▸ **Article**:
++++++++++

STEP FIVE – provide other unique and specific comments to your use type and your experiences. Below are suggested comment topics.
- This Forest is home to the largest intact Wilderness area in the lower 48 states. This Forest has enough Wilderness already. I oppose any new Wilderness in the Forest, and I oppose any recommended Wilderness areas in the Forest. I support an area designation of Primitive Motorized, or use of special management areas, in order to preserve historical motorized uses in areas with some Wilderness qualities in order to preserve the status quo.
- Any recommended Wilderness area should not be managed as Wilderness. Historic motorized uses and activities pre-existing RWA designation should be restored and allowed until Congress directs otherwise.
Summer OHV Use
- We need more motorized recreation areas in the Forest. The DEIS itself states there is a need for increased opportunities for motorized recreation in the front country and in the backcountry, during summer and winter seasons. Data suggests that more than one-half of the recreational use of the NPC is related to motorized recreation. See Table 2, Chapter 3, DEIS (showing data for NPC visits as 37.9 percent for driving for pleasure, 7.2 percent for motorized trail use, 5.2 percent for OHV use, 2.6 percent for OSV use and 0.5 percent for other motorized uses). With such tremendous motorized use, and the fact that motorized sport activity is increasing every year as populations age, increased opportunities are needed to avoid congestion.
- I encourage the Forest to avoid road and trail decommissioning at every opportunity. I understand resource issues may sometimes present a problem for OHV routes. But destroying a route is the least preferred action. Consideration to repair, improvement or reconstruction should be the first priority, followed by exploring opportunities for route relocation. Local clubs and users, like myself, are more than willing to help with these activities to keep routes open.
- It is important to me and my recreation experience that a motorized trail exist from Elk City to Florence, and then to the Payette NF, and the section of trail identified by the GEM connecting Smith Ridge to adjacent Idaho State lands, which are each part of a larger system. The Elk City to Florence trail would most likely cross Johns Creek, which needs an ROS setting that allows for the construction of this trail. The Smith Ridge connector needs an ROS setting enabling its construction. This objective would be a great addition to the GEM system and the vision of OHV enthusiasts to develop an OHV route running the length of Idaho from north to south.
- I support a standard or objective of the Forest providing that when motorized road/trail opportunity is lost, the lost opportunity will be mitigated by the addition of new opportunity in other areas within the Forest.
- The DEIS totally ignores the tremendous growth among UTV sport recreation. The Forest should recognize for, and plan for, increasing UTV use by making an objective to increase low-level maintained roads and trails that will accommodate UTVs wider than 50 inches and other high clearance off-road vehicles.

++++++++++

▸ **Given material**:
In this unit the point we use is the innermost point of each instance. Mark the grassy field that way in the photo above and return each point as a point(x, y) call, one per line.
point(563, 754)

++++++++++

▸ **Written request**:
Carry on the comments on motorized recreation in the Forest from the point where they stop.

▸ **Exercise response**:
- I encourage the Forest to develop an objective to provide that opportunities be increased for OHV travel by OHVs greater than 50 inches in width—so called UTVs, SOHVs and Jeeps/4WD vehicles. Too many trails are being limited to motorcycles or ATVs less than 50 inches in width, forcing other OHV users to operate on full-size auto roads. These OHV users need trail opportunities.
- The Meadow Creek areas, both east and west, present unique and special opportunities for single-track, motorcycle riders. Motorcycle trails in this area exceed 100 miles. Please preserve this unique and special motorized opportunities by excluding the meadow creek area from RWA. It lacks suitability for this purpose.
- The Anderson Butte ATV trail in the West Meadow Creek area should remain open to OHVs of 50 inches or less.
- The Pot Mountain and Rawhide areas are much enjoyed by, and easily accessible to, motorcycles. Please preserve this use.
- If any Wild & Scenic River designation occurs on a river segment where OHV trails parallel or cross the river, those historic uses should be preserved and protected. Designation of Wild & Scenic ought to not be used as a means to close motorized routes, or to bisect them in such a way as to destroy their usefulness and value. Valuable river corridors can be preserved and protected while still maintain historic motorized uses that have apparently been ongoing, yet still making the area suitable for WSR selection.
- Fish Creek should not be designated at a wild river. There is a motorized trail that parallels Fish Creek for almost its entire length.
Winter OSV Use
- The Great Burn, or the Hoodoo Roadless Area, is a spectacular and unique winter recreation area for motorized sledders. It provides riders with an experience of solitude, challenge and untouched opportunity. There is no environmental damage posed by OSV use in the Great Burn. This area provides a unique experience that cannot be found anywhere else in the Nez-Clearwater or the Panhandle.
- I support a special management area being created for the Great Burn, so long as it provides management direction that preserves historic winter motorized recreation in all areas of the Great Burn, notably Goat Lake and its surrounding geophysical bowls, Blacklead Mountain and its surrounding geophysical bowls, Doe Creek drainage and its surrounding geophysical bowls, Deer Creek drainage and its surrounding geophysical bowls, and the Williams Lake cherry stem access.
- OSV activity should be permitted throughout West Meadow Creek area.
- The Pot Mountain and Rawhide areas are great snowmobile experiences when snow reaches lower elevations. Please preserve this opportunity.
- If any Wild & Scenic River designation occurs on a river segment where OSV trails parallel or cross the river, those historic uses should be preserved and protected. Designation of Wild & Scenic ought to not be used as a means to close motorized routes, or to bisect them in such a way as to destroy their usefulness and value. Valuable river corridors can be preserved and protected while still maintaining historic motorized uses that have apparently been ongoing, yet still making the area suitable for WSR selection.
Watercraft And River Systems
- The Forest is home to many Wild & Scenic Rivers, and river segments have already been thoroughly examined and included for that purpose. I oppose any new designation of Wild & Scenic River segments in the Forest.
- North Fork Clearwater River ought not to be designated as a wild river. The North Fork Clearwater River provides an excellent and challenging opportunity for jet boat recreation about three months of the year. This opportunity needs to be preserved. There is an abundance of federal laws that protect the river without designating it Wild and Scenic.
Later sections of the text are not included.